* Written request:
Rewrite these entries, switching "Target" to "Object" everywhere it appears and leaving every other character as it is.
— begin Data in this exercise —
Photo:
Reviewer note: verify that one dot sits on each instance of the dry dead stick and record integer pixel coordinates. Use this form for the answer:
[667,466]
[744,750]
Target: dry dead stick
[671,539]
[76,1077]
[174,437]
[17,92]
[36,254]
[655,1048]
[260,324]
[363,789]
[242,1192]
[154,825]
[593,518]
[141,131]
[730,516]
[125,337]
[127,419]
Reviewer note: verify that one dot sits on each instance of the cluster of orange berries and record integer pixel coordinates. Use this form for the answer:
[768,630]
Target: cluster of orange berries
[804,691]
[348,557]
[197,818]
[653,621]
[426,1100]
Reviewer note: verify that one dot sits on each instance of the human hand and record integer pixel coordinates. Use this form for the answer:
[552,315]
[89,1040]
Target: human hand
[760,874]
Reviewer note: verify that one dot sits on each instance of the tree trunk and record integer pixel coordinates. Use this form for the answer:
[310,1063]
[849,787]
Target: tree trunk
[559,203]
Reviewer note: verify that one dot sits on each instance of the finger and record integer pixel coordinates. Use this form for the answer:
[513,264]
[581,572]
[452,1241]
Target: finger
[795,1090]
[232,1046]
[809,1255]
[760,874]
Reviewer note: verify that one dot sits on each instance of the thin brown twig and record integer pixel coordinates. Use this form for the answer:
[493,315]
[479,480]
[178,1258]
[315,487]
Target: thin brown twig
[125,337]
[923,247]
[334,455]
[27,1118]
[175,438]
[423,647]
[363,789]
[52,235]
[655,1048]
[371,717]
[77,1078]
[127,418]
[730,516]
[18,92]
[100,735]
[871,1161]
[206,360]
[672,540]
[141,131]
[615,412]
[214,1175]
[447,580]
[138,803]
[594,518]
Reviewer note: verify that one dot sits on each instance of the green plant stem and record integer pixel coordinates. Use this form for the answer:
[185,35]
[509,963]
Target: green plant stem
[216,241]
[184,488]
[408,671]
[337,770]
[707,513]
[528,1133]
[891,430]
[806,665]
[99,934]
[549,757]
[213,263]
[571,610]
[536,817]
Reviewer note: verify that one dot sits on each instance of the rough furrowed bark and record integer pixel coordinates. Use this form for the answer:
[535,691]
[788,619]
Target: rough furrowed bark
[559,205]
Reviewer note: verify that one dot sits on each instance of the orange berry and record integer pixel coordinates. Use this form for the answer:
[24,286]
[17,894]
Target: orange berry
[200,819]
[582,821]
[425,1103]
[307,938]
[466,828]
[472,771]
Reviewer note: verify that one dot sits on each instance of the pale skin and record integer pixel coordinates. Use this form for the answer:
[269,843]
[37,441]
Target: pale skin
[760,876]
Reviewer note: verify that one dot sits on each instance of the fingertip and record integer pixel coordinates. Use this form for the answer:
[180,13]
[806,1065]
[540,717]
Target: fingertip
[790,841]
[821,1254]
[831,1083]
— end Data in this exercise —
* Task solution:
Photo:
Reviewer note: verify that one dot sits on each instance of the dry dead stick and record integer pixel coordinates. Use this form for the answer:
[667,466]
[744,750]
Object: dry dead stick
[671,539]
[76,1077]
[174,437]
[17,92]
[36,254]
[655,1048]
[260,324]
[363,789]
[242,1192]
[154,825]
[593,518]
[141,131]
[730,516]
[125,337]
[127,419]
Reviewer note: verify that one dot sits on each instance of the cluster of orange berries and record integer pixel coordinates. Use this form for the answer:
[768,630]
Object: cluster of orange berries
[804,691]
[348,557]
[197,818]
[653,621]
[426,1100]
Reviewer note: verify that one dot sits on each instance of the human hand and record integer pixel coordinates. Use this form for the answer:
[552,315]
[89,1040]
Object: human hand
[760,874]
Reviewer note: verify that one dot sits on each instance of the tree trunk and record integer pixel coordinates. Use this form for the answer:
[310,1063]
[849,787]
Object: tree trunk
[559,203]
Reviewer note: verify that one dot sits on each instance of the finger and record integer pixel coordinates. Use this form for the answer:
[513,264]
[581,572]
[452,1241]
Object: finger
[795,1090]
[232,1046]
[809,1255]
[760,874]
Reviewer note: verify that one dot sits on each instance of the thin brown twig and record integer pixel coordinates. Use this form for the answer:
[493,315]
[479,480]
[178,1258]
[315,487]
Object: thin brown twig
[125,337]
[923,247]
[334,455]
[27,1118]
[175,438]
[423,647]
[363,789]
[52,235]
[655,1048]
[371,717]
[77,1078]
[127,418]
[730,516]
[18,92]
[100,735]
[871,1161]
[206,360]
[672,540]
[141,131]
[615,412]
[214,1175]
[447,580]
[138,803]
[594,518]
Reviewer note: verify that one dot sits on each instance of the green plant stem and record integer pixel coordinates. Use this form for the answer:
[185,35]
[509,963]
Object: green plant stem
[216,241]
[184,488]
[408,671]
[337,770]
[707,513]
[528,1133]
[891,430]
[806,665]
[99,934]
[549,757]
[213,263]
[571,610]
[536,817]
Reviewer note: verify that one dot sits on each instance of the rough furrowed bark and record integer pixel coordinates. Use this form for the answer:
[535,691]
[788,619]
Object: rough furrowed bark
[559,205]
Reviewer note: verify that one dot sits on each instance of the orange berry and record integer pixel coordinates. Use this form for the answer:
[24,286]
[17,894]
Object: orange berry
[200,819]
[582,821]
[425,1103]
[307,938]
[466,828]
[472,771]
Reviewer note: verify that one dot sits on each instance of the pale skin and record integer pixel coordinates. Use this form for the answer:
[269,843]
[37,441]
Object: pale skin
[760,876]
Reviewer note: verify that one dot sits on each instance of the fingertip and record integer pixel coordinates. Use this form for the answer:
[180,13]
[806,1065]
[540,717]
Object: fingertip
[790,841]
[821,1254]
[831,1083]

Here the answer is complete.